Parliamentarians duped over Islamophobia part 3

I don’t usually do box sets but there is just so much to say about the All Party Parliamentary Group on Muslims report Islamophobia Defined that it just keeps calling me back, fascinated by the brazenness of the attack on our freedom of expression.

In Part 1 I detailed the evolution of the term Islamophobia over the last 20 years from fear of Islam and Muslims to racism about Muslimness and noted the involvement in the inquiry of a sinister Islamist organisation called MEND.

In Part 2 I studied the contributions to the inquiry from various activists, sociologists and activist sociologists, and what “toilsome reading and a wearisome confused jumble” I found them to be (that was Thomas Carlyle on the Koran, by the way). I also noted the unavoidably subjective way in which the APPG definition would have to be interpreted by those attempting to apply it and, thus, the power it will put into their hands.

In this third, and hopefully final, part I want to examine more closely the concept of cultural racism, which is at the heart of the APPG’s definition of Islamophobia:

     “Islamophobia is rooted in racism and is a type of racism that targets expressions of
      Muslimness or perceived Muslimness.”

I also want to look at some of the practical implications of the definition and to bring to your attention various responses to it, both positive and negative.

[NB There is also a Postscript]

Cultural racism examined.

Although the Group do not specify in their definition what “type of racism” they consider Islamophobia to be, it is clear from the text of the report that they mean cultural racism.

What is that? Craig Considine, very much an activist sociologist, explains here. He at least lays out the concept and its claimed link to Islamophobia clearly enough to engage with it, which is more than can be said for most of the contributors to the inquiry.

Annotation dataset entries
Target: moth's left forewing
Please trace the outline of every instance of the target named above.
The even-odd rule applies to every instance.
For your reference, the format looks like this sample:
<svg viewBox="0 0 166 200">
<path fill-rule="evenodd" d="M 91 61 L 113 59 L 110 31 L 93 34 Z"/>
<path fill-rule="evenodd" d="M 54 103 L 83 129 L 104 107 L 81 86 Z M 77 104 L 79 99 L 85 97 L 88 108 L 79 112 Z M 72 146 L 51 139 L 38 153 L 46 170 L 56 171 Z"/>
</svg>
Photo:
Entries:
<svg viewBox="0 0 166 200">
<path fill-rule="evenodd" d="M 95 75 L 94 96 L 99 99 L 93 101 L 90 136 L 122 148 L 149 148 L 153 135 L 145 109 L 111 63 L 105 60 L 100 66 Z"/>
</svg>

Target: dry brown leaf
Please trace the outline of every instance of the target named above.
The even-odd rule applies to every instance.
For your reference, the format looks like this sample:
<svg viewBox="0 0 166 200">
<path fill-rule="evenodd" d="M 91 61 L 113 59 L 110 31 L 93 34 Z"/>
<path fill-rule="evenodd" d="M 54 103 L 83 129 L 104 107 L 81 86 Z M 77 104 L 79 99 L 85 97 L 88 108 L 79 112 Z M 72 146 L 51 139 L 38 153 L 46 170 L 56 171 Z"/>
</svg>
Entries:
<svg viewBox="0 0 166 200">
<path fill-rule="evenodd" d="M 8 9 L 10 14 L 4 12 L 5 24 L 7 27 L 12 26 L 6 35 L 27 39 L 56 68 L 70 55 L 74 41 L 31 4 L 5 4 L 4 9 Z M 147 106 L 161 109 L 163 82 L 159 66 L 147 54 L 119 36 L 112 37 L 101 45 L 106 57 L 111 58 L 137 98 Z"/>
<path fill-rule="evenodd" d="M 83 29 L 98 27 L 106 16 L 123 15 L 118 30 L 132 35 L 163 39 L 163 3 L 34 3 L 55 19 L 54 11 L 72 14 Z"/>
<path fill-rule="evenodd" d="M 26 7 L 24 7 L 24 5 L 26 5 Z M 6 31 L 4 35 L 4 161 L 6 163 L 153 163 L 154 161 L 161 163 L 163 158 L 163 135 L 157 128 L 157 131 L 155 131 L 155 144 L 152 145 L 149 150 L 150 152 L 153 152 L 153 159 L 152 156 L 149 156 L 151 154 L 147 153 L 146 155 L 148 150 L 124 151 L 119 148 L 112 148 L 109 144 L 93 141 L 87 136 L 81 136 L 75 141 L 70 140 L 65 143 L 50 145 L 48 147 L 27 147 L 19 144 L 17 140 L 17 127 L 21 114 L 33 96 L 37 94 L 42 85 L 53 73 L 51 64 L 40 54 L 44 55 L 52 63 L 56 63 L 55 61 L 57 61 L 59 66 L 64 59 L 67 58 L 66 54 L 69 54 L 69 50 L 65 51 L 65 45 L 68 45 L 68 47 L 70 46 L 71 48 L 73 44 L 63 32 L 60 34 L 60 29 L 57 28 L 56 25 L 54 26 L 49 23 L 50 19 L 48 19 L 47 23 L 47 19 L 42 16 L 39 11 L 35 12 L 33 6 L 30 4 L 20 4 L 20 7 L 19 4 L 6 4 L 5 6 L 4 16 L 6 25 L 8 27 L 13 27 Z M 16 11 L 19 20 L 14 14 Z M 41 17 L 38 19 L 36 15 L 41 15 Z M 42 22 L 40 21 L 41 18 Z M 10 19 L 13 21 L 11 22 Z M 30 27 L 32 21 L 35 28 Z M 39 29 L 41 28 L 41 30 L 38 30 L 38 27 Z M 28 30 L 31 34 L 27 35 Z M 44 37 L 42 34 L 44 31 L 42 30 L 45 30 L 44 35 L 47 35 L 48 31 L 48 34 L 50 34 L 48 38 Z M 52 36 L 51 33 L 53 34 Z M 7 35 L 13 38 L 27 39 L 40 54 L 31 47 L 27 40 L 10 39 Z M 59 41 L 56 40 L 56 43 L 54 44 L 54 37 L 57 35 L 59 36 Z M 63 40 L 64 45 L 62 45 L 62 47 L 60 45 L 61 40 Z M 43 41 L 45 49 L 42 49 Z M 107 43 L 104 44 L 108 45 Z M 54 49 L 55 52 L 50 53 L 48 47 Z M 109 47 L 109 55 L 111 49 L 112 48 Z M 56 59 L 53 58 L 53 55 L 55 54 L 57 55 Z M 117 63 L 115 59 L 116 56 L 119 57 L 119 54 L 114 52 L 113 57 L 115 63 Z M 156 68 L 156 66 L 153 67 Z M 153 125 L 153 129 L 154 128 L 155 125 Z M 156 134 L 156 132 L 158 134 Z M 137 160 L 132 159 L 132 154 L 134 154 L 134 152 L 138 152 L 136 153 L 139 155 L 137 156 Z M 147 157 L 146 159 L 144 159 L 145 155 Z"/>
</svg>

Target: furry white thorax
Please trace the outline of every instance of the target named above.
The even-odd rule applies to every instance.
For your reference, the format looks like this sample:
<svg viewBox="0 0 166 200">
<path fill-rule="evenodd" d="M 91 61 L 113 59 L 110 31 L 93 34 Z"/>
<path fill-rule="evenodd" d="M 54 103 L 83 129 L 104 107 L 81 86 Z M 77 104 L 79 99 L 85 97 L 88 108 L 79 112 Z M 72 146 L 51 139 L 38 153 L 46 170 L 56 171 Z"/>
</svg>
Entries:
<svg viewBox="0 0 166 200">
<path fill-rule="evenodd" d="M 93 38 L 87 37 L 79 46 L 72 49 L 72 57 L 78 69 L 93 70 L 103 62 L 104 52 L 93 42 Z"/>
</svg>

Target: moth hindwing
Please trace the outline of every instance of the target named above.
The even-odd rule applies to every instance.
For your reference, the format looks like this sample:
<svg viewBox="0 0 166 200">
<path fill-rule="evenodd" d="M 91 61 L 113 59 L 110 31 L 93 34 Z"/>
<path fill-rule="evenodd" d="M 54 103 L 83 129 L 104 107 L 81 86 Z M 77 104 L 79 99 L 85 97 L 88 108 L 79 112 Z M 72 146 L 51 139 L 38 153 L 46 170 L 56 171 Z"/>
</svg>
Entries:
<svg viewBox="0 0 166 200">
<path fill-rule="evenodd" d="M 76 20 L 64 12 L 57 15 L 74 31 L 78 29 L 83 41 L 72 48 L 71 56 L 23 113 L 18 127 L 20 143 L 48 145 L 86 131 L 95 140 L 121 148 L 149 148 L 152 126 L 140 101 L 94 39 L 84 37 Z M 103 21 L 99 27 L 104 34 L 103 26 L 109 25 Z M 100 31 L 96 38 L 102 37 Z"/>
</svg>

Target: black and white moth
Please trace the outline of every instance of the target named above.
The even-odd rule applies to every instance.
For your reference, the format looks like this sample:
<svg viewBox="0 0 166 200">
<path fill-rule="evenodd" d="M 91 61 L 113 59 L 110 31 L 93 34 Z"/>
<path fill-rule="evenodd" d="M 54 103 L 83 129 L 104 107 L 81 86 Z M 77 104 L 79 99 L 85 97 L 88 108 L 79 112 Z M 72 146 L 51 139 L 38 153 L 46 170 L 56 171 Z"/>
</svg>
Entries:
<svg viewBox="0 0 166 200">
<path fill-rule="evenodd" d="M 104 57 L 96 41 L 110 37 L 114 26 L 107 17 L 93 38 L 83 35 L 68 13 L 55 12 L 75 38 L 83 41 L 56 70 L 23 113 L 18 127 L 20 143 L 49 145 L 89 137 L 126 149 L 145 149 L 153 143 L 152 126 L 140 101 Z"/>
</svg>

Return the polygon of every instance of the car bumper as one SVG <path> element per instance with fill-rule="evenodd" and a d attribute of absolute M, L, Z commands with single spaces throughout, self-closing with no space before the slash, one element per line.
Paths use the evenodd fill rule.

● Written problem:
Pick up the commentary on the parliamentary group's definition of Islamophobia after its final sentence and carry it forward.

● Written answer:
Claiming the Marxist sociologist Stuart Hall as his inspiration, Considine declares that:

     “Racism is no longer about race (skin color) but culture. People are Othered and
      discriminated against not (simply) because of the color of their skin (or other phenotypes)
      but because of their beliefs and practices associated with some imagined culture”.

This is the core of the concept but there is something obviously wrong about it. Cultural racism is actually two concepts presented as one. If racism is no longer about race then it is no longer racism. If it is about culture then it should properly be called something like culturism*, just as discrimination based on sex is sexism and discrimination based on age is ageism. Just because people are “othered and discriminated against” (assuming that they are) it does not mean that one form of discrimination is necessarily a disguised version of another, or even connected to it.

* NB It appears that there is a long established term for discrimination on the basis of culture, ethnocentrism, but I think I’ll stick with culturism because it’s snappier and because the link with culture is obvious.

So let us start from the position that what we have here is two possible forms of discrimination, racism and culturism, and then explore whether they can sensibly be fused together to form a new compound form.

I suggest that attitudes about culture may sometimes be genuinely independent of attitudes about race, something which I believe we can establish empirically with regard to Islam in Britain.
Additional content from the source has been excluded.